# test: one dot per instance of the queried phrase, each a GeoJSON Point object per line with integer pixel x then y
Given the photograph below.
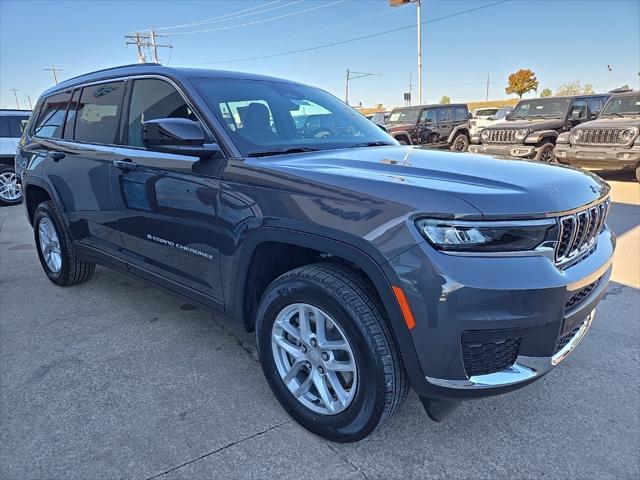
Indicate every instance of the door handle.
{"type": "Point", "coordinates": [125, 164]}
{"type": "Point", "coordinates": [57, 156]}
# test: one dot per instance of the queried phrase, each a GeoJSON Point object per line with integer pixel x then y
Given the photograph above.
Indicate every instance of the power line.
{"type": "Point", "coordinates": [363, 37]}
{"type": "Point", "coordinates": [230, 27]}
{"type": "Point", "coordinates": [53, 70]}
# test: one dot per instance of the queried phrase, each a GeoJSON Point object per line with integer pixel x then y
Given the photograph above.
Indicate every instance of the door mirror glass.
{"type": "Point", "coordinates": [177, 135]}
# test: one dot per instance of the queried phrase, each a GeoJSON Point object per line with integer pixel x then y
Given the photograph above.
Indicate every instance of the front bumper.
{"type": "Point", "coordinates": [491, 299]}
{"type": "Point", "coordinates": [603, 157]}
{"type": "Point", "coordinates": [508, 150]}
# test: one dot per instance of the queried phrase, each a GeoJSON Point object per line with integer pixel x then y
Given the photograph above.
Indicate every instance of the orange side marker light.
{"type": "Point", "coordinates": [404, 307]}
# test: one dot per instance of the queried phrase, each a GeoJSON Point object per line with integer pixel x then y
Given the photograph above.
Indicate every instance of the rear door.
{"type": "Point", "coordinates": [79, 141]}
{"type": "Point", "coordinates": [167, 216]}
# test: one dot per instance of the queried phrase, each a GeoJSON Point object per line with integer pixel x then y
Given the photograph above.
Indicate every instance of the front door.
{"type": "Point", "coordinates": [167, 215]}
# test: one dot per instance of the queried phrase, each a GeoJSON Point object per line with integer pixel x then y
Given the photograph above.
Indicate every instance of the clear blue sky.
{"type": "Point", "coordinates": [561, 41]}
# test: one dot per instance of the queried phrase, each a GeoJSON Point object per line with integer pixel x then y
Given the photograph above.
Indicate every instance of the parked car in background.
{"type": "Point", "coordinates": [531, 129]}
{"type": "Point", "coordinates": [485, 117]}
{"type": "Point", "coordinates": [439, 126]}
{"type": "Point", "coordinates": [612, 142]}
{"type": "Point", "coordinates": [12, 123]}
{"type": "Point", "coordinates": [363, 266]}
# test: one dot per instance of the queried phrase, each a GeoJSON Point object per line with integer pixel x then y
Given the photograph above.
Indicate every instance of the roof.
{"type": "Point", "coordinates": [155, 69]}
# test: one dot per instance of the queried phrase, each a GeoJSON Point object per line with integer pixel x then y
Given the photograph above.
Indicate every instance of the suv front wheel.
{"type": "Point", "coordinates": [55, 249]}
{"type": "Point", "coordinates": [327, 351]}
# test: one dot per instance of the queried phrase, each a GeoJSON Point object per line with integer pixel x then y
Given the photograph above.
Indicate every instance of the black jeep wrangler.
{"type": "Point", "coordinates": [531, 130]}
{"type": "Point", "coordinates": [612, 142]}
{"type": "Point", "coordinates": [440, 126]}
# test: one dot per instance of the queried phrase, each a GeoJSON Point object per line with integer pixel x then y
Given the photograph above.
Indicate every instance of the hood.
{"type": "Point", "coordinates": [534, 125]}
{"type": "Point", "coordinates": [613, 122]}
{"type": "Point", "coordinates": [497, 188]}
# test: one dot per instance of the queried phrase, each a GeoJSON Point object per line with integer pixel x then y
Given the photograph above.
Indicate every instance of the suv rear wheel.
{"type": "Point", "coordinates": [460, 143]}
{"type": "Point", "coordinates": [327, 351]}
{"type": "Point", "coordinates": [55, 249]}
{"type": "Point", "coordinates": [10, 193]}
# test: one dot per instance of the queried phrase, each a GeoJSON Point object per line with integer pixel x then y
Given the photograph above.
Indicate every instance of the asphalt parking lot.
{"type": "Point", "coordinates": [117, 379]}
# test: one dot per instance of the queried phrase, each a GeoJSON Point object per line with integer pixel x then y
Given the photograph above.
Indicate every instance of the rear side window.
{"type": "Point", "coordinates": [51, 118]}
{"type": "Point", "coordinates": [460, 114]}
{"type": "Point", "coordinates": [98, 113]}
{"type": "Point", "coordinates": [152, 99]}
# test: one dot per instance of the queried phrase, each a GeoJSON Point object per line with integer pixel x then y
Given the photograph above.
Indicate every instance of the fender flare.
{"type": "Point", "coordinates": [458, 129]}
{"type": "Point", "coordinates": [369, 263]}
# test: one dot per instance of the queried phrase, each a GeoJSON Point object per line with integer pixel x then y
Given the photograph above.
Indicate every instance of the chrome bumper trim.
{"type": "Point", "coordinates": [524, 369]}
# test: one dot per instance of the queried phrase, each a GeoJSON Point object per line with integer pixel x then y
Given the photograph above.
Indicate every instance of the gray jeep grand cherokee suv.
{"type": "Point", "coordinates": [363, 266]}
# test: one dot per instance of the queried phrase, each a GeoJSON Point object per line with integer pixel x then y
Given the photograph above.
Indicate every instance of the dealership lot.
{"type": "Point", "coordinates": [115, 378]}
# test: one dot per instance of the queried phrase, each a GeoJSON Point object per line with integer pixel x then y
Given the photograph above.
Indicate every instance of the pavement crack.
{"type": "Point", "coordinates": [349, 462]}
{"type": "Point", "coordinates": [229, 445]}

-----

▶ [EXERCISE]
Pictures are to be dropped; every line of the records is to be returned unchanged.

▶ [ANSWER SPACE]
# test: one dot per instance of the queried phrase, each a GeoJSON Point object per line with integer pixel x then y
Given the photograph below.
Indicate every instance of the door handle.
{"type": "Point", "coordinates": [125, 164]}
{"type": "Point", "coordinates": [57, 156]}
# test: one dot per instance of the queried phrase, each a GeoJSON Point object per line with integer pixel x then y
Given the photograph above.
Indicate every instance of the power line.
{"type": "Point", "coordinates": [363, 37]}
{"type": "Point", "coordinates": [230, 27]}
{"type": "Point", "coordinates": [53, 70]}
# test: one dot per instance of the queried phrase, each a GeoJSON Point object per line with integer pixel x then y
Given the photograph above.
Indicate every instance of the door mirror glass.
{"type": "Point", "coordinates": [177, 135]}
# test: one dot per instance of the queried phrase, each a GeoJSON Point object per line with integer pixel x then y
Given the photograph above.
Indicate every instance of the front bumper.
{"type": "Point", "coordinates": [491, 299]}
{"type": "Point", "coordinates": [603, 157]}
{"type": "Point", "coordinates": [508, 150]}
# test: one dot per instance of the queried phrase, each a GeoJSON Point object per line with integer pixel x then y
Given the photograph above.
Indicate every instance of the orange side marker light.
{"type": "Point", "coordinates": [404, 307]}
# test: one dot per instance of the queried phrase, each a GeoJSON Point object per line with integer pixel x then y
Given the photograph above.
Indicate every instance of the rear door.
{"type": "Point", "coordinates": [79, 141]}
{"type": "Point", "coordinates": [167, 216]}
# test: one dot per instance of the queried phrase, each a GeoJSON Point object per line with integer pixel x then y
Given the photograph above.
Indicate every instance of the front door.
{"type": "Point", "coordinates": [167, 215]}
# test: one dot per instance of the queried phrase, each a GeoJSON Point object per line with integer pixel x then y
Given the photograph above.
Indicate every instance of the clear blue sky.
{"type": "Point", "coordinates": [561, 41]}
# test: one dot per instance of the queried phrase, each a GeoJSON Point object per line with integer pixel x then y
Given the photograph above.
Indicate every instance of the parked car in background.
{"type": "Point", "coordinates": [531, 129]}
{"type": "Point", "coordinates": [485, 117]}
{"type": "Point", "coordinates": [439, 126]}
{"type": "Point", "coordinates": [612, 142]}
{"type": "Point", "coordinates": [12, 123]}
{"type": "Point", "coordinates": [363, 266]}
# test: one dot per instance of the queried phrase, each a GeoJSON Point object per line with integer pixel x then y
Given the photograph above.
Indicate every instance of the roof.
{"type": "Point", "coordinates": [155, 69]}
# test: one dot per instance of the queried phrase, each a GeoJSON Point object per line with integer pixel x then y
Given the photograph above.
Indicate every instance of the suv front wheel.
{"type": "Point", "coordinates": [55, 249]}
{"type": "Point", "coordinates": [327, 351]}
# test: one dot per instance of the queried phrase, each a GeoJSON Point object per line with integer pixel x then y
Given the photograph above.
Indicate every instance of the black jeep wrangler.
{"type": "Point", "coordinates": [531, 130]}
{"type": "Point", "coordinates": [612, 142]}
{"type": "Point", "coordinates": [440, 126]}
# test: one dot per instance of the queried phrase, each a GeoJSON Point object per line with integer pixel x then y
Given the photograph above.
Indicate every instance of the hood.
{"type": "Point", "coordinates": [534, 125]}
{"type": "Point", "coordinates": [613, 122]}
{"type": "Point", "coordinates": [497, 188]}
# test: one dot per instance of the queried phrase, each a GeoJSON Point object per line with integer pixel x then y
Given the photograph above.
Indicate every instance of the suv rear wheel.
{"type": "Point", "coordinates": [460, 143]}
{"type": "Point", "coordinates": [327, 351]}
{"type": "Point", "coordinates": [55, 249]}
{"type": "Point", "coordinates": [10, 193]}
# test: one dot per instance of the queried phrase, each a GeoJSON Point object per line with integer pixel x then y
Given the photograph above.
Indicate every instance of the asphalt parking lot.
{"type": "Point", "coordinates": [117, 379]}
# test: one dot per instance of the queried phrase, each a GeoJSON Point object per line with integer pixel x then y
Given the photograph above.
Indicate every instance of the rear side window.
{"type": "Point", "coordinates": [51, 118]}
{"type": "Point", "coordinates": [460, 114]}
{"type": "Point", "coordinates": [98, 113]}
{"type": "Point", "coordinates": [152, 99]}
# test: one dot per instance of the queried phrase, each a GeoJSON Point object per line with integer pixel x then y
Given the photograph above.
Indicate every instance of the fender flare.
{"type": "Point", "coordinates": [458, 129]}
{"type": "Point", "coordinates": [369, 263]}
# test: one dot per instance of the queried phrase, each a GeoJSON Point object per line with integer pixel x then y
Given the photograph above.
Indicate every instance of the chrome bumper trim.
{"type": "Point", "coordinates": [524, 369]}
# test: one dot per instance of the queried phrase, each a GeoJSON Point object per line with integer pixel x then y
Given the photograph above.
Indicate every instance of the gray jeep grand cherokee suv.
{"type": "Point", "coordinates": [363, 266]}
# test: one dot per instance of the queried phrase, each a GeoJSON Point object per line with integer pixel x then y
Given the photograph above.
Indicate every instance of the dealership lot.
{"type": "Point", "coordinates": [115, 378]}
# test: one dot per instance of the queried phrase, each a GeoJSON Point object per line with integer pixel x then y
Given the photograph above.
Indicate every instance of the pavement crack.
{"type": "Point", "coordinates": [349, 462]}
{"type": "Point", "coordinates": [229, 445]}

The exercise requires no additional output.